** Given entries **
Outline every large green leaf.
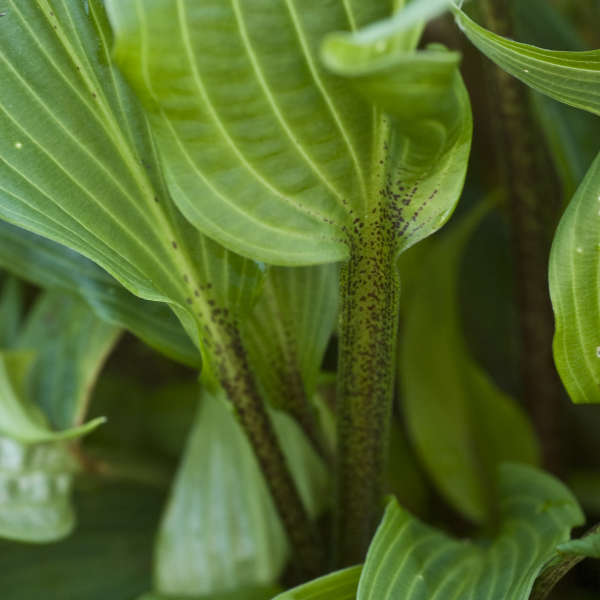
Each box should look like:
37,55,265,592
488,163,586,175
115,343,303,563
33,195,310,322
106,0,471,266
150,387,328,597
453,4,600,117
357,464,583,599
0,221,200,367
400,205,539,523
549,152,600,403
272,565,362,600
0,0,262,369
0,435,77,542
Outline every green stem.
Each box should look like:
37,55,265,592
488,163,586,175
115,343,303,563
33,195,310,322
213,325,324,578
335,213,401,567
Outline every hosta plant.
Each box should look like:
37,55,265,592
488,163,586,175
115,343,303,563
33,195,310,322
1,0,600,598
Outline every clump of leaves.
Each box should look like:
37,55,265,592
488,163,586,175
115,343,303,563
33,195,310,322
1,0,600,598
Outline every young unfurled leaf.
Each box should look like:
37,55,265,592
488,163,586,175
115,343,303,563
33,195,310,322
150,387,328,597
272,565,361,600
453,5,600,117
106,1,471,265
0,221,200,368
357,464,583,600
549,152,600,404
400,204,539,523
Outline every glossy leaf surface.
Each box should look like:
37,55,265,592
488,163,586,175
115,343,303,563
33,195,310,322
400,205,539,522
107,1,471,265
550,152,600,403
357,464,583,599
151,387,328,597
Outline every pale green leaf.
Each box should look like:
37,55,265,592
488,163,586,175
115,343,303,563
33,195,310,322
107,1,471,265
549,152,600,404
0,220,201,368
273,565,361,600
0,435,76,542
16,291,120,430
0,352,104,444
0,0,262,371
152,387,328,597
400,205,539,523
357,464,584,600
453,4,600,116
241,264,338,452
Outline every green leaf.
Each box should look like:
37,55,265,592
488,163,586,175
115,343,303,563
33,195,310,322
0,276,23,348
400,204,539,523
0,221,201,368
272,565,362,600
151,387,328,597
357,464,584,599
512,0,600,201
0,482,165,599
0,352,104,444
16,291,120,430
453,4,600,117
0,0,262,368
549,152,600,404
107,1,471,265
241,264,338,445
0,435,77,542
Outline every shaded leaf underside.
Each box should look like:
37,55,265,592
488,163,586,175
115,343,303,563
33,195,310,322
107,0,472,266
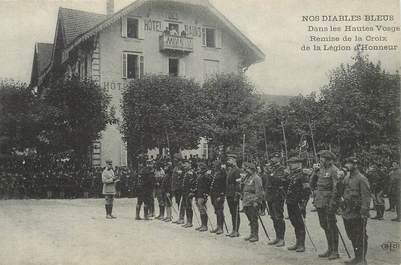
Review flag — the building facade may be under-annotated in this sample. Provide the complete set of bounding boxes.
[30,0,264,166]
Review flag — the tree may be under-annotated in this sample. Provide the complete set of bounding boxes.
[203,73,261,156]
[40,77,111,164]
[121,74,208,164]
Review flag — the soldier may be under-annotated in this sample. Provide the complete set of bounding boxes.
[366,162,385,220]
[180,161,197,228]
[225,153,242,237]
[172,156,185,224]
[195,162,211,232]
[311,150,340,260]
[154,162,166,220]
[286,157,311,252]
[265,153,287,247]
[135,159,154,220]
[340,157,371,265]
[388,161,401,222]
[242,162,264,242]
[102,160,118,219]
[209,159,227,235]
[162,161,173,222]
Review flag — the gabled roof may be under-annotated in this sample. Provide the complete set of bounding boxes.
[30,42,53,86]
[36,43,53,74]
[59,0,264,63]
[58,8,106,47]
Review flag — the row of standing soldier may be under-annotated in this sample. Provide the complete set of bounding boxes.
[101,149,401,265]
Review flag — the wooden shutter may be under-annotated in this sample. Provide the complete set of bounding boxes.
[138,18,144,39]
[201,28,206,46]
[179,60,186,77]
[215,29,222,49]
[122,53,127,78]
[139,56,144,78]
[121,17,127,38]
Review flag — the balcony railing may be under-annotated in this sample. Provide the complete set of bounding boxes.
[159,33,193,53]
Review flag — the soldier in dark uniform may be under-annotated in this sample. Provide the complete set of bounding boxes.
[242,162,264,242]
[135,159,154,220]
[180,161,197,228]
[195,162,211,232]
[209,160,227,235]
[366,162,385,220]
[161,161,173,222]
[286,157,311,252]
[340,157,371,265]
[311,150,340,260]
[172,157,185,224]
[225,154,242,237]
[265,154,287,247]
[388,162,401,221]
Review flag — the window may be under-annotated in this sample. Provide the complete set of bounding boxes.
[202,28,216,47]
[122,52,144,79]
[127,18,138,38]
[168,23,179,35]
[169,58,179,77]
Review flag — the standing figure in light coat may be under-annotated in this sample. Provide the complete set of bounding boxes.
[102,160,118,219]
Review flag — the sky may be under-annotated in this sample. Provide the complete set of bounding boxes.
[0,0,400,95]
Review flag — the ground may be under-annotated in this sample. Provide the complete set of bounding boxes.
[0,198,399,265]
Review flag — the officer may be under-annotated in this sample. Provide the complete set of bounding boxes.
[286,157,311,252]
[265,153,287,247]
[172,155,185,224]
[242,162,264,242]
[225,153,242,237]
[366,162,385,220]
[154,162,166,220]
[102,159,118,219]
[161,161,173,222]
[179,161,197,228]
[340,157,371,265]
[195,162,211,232]
[135,159,154,220]
[210,159,227,235]
[311,150,340,260]
[389,161,401,222]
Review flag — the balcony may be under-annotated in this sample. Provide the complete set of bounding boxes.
[159,33,193,53]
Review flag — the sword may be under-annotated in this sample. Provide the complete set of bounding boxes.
[337,225,351,258]
[258,215,270,240]
[298,204,317,251]
[166,194,178,216]
[223,217,229,234]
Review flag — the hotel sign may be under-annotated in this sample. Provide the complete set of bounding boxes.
[144,18,202,37]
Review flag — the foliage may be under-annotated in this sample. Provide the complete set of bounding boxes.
[121,74,208,161]
[40,77,111,162]
[0,79,42,155]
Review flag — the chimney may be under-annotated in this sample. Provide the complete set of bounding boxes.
[106,0,114,15]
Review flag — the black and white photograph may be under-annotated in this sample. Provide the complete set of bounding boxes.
[0,0,400,264]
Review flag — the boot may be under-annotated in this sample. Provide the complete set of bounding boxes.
[105,205,112,219]
[156,206,164,220]
[109,205,116,219]
[319,230,331,257]
[163,207,172,222]
[199,214,208,232]
[143,206,151,220]
[296,232,306,252]
[329,230,340,260]
[268,238,280,245]
[135,206,142,220]
[215,226,224,235]
[275,239,285,247]
[288,240,299,251]
[249,222,259,242]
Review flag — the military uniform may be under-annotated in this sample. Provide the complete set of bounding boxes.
[195,163,211,232]
[242,162,264,242]
[154,166,166,219]
[311,150,340,259]
[180,165,197,228]
[171,163,185,224]
[135,165,154,220]
[340,157,371,265]
[265,156,287,246]
[226,158,242,237]
[161,163,173,222]
[366,165,385,220]
[286,157,311,252]
[102,161,118,219]
[210,162,227,234]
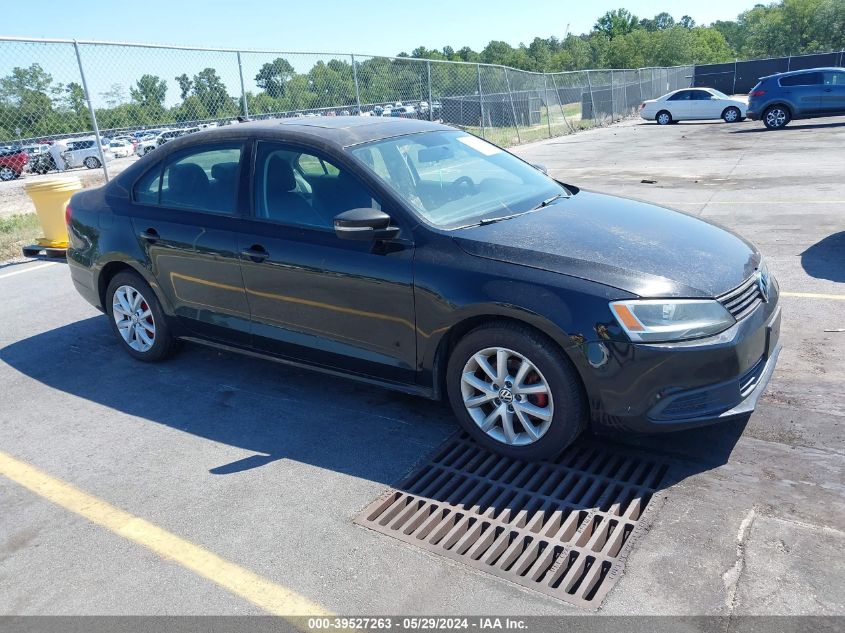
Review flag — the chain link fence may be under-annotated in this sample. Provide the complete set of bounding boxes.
[0,36,692,219]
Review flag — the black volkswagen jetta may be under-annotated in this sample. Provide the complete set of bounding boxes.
[66,117,781,460]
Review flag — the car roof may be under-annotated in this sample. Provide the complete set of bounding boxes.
[761,66,844,80]
[193,116,453,148]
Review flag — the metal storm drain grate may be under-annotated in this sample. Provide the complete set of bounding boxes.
[355,433,672,609]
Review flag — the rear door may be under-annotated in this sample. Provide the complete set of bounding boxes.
[779,72,823,116]
[128,141,252,345]
[822,71,845,114]
[666,90,693,119]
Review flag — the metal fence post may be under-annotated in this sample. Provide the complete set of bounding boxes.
[351,54,362,115]
[542,72,552,138]
[637,68,644,105]
[477,64,485,139]
[504,67,520,143]
[427,61,433,122]
[236,51,249,118]
[610,70,616,119]
[586,70,596,124]
[732,59,738,94]
[72,40,108,182]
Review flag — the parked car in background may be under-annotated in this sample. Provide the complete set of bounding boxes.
[109,139,133,158]
[0,146,28,181]
[156,129,185,146]
[641,88,748,125]
[66,118,781,461]
[747,67,845,129]
[63,138,112,169]
[135,135,159,156]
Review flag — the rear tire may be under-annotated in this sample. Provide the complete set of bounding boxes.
[446,322,586,461]
[106,271,177,362]
[722,106,741,123]
[83,156,101,169]
[763,105,791,129]
[656,110,672,125]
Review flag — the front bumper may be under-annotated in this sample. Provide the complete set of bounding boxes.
[583,289,781,433]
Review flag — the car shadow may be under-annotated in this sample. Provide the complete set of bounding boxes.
[801,231,845,283]
[731,119,845,133]
[0,316,747,498]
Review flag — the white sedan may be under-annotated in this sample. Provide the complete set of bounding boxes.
[640,88,748,125]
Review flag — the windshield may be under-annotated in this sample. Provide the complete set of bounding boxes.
[349,130,566,229]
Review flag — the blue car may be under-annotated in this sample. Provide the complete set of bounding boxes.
[747,67,845,129]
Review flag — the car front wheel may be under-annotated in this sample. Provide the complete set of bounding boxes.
[0,166,16,181]
[106,271,176,362]
[446,322,585,461]
[83,156,101,169]
[722,106,741,123]
[763,105,790,129]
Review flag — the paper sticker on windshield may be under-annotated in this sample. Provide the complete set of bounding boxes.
[457,135,502,156]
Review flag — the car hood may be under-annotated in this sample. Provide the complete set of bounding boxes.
[452,190,760,298]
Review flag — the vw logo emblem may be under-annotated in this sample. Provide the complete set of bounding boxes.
[498,388,514,404]
[758,268,770,303]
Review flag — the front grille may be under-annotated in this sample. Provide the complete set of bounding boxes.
[718,274,763,321]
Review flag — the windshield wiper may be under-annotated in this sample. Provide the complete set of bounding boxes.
[530,192,566,211]
[476,211,529,226]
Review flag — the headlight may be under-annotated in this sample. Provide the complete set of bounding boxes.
[609,299,735,343]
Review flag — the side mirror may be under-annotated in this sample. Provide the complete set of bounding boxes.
[334,208,400,241]
[533,163,548,175]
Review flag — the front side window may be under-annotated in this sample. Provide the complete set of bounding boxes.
[824,72,845,86]
[691,90,713,100]
[668,91,691,101]
[349,130,566,229]
[133,143,242,214]
[253,142,377,229]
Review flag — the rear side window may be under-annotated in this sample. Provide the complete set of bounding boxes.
[133,143,242,214]
[780,72,823,87]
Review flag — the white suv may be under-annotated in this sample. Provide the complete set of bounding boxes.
[63,138,113,169]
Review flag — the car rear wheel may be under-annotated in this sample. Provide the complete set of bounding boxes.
[446,322,585,461]
[83,156,101,169]
[763,105,790,129]
[0,166,15,181]
[656,110,672,125]
[106,271,176,362]
[722,106,741,123]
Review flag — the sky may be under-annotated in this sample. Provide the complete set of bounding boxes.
[5,1,760,55]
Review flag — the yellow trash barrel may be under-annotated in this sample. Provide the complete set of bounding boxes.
[24,177,83,249]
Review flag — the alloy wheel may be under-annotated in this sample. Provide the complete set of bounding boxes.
[0,166,15,181]
[460,347,554,446]
[657,112,670,125]
[766,108,786,128]
[112,285,156,352]
[724,108,739,122]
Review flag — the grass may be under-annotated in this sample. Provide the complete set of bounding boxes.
[461,103,597,147]
[0,213,41,262]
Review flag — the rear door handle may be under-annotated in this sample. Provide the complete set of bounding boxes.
[241,245,269,262]
[139,228,159,243]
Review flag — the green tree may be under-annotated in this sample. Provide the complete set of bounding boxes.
[594,8,640,40]
[130,74,167,112]
[191,68,235,117]
[175,73,193,100]
[254,57,295,98]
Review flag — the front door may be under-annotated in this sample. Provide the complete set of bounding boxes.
[822,71,845,114]
[238,141,417,383]
[127,141,252,345]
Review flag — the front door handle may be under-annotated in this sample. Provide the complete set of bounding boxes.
[139,228,159,243]
[241,245,269,262]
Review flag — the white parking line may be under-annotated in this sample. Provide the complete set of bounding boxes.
[0,262,58,280]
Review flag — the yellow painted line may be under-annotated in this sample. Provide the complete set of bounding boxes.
[0,450,330,619]
[0,262,57,280]
[781,291,845,300]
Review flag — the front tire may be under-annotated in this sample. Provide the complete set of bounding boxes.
[0,166,15,181]
[722,106,741,123]
[656,110,672,125]
[83,156,101,169]
[763,105,790,129]
[106,271,176,362]
[446,322,586,461]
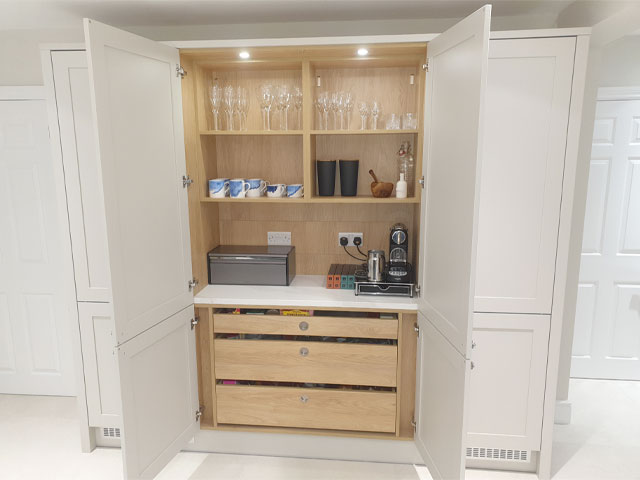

** Exercise requirements **
For the word "every", count how many lines of the entries contain it; give the number and nothing more.

** Written response **
9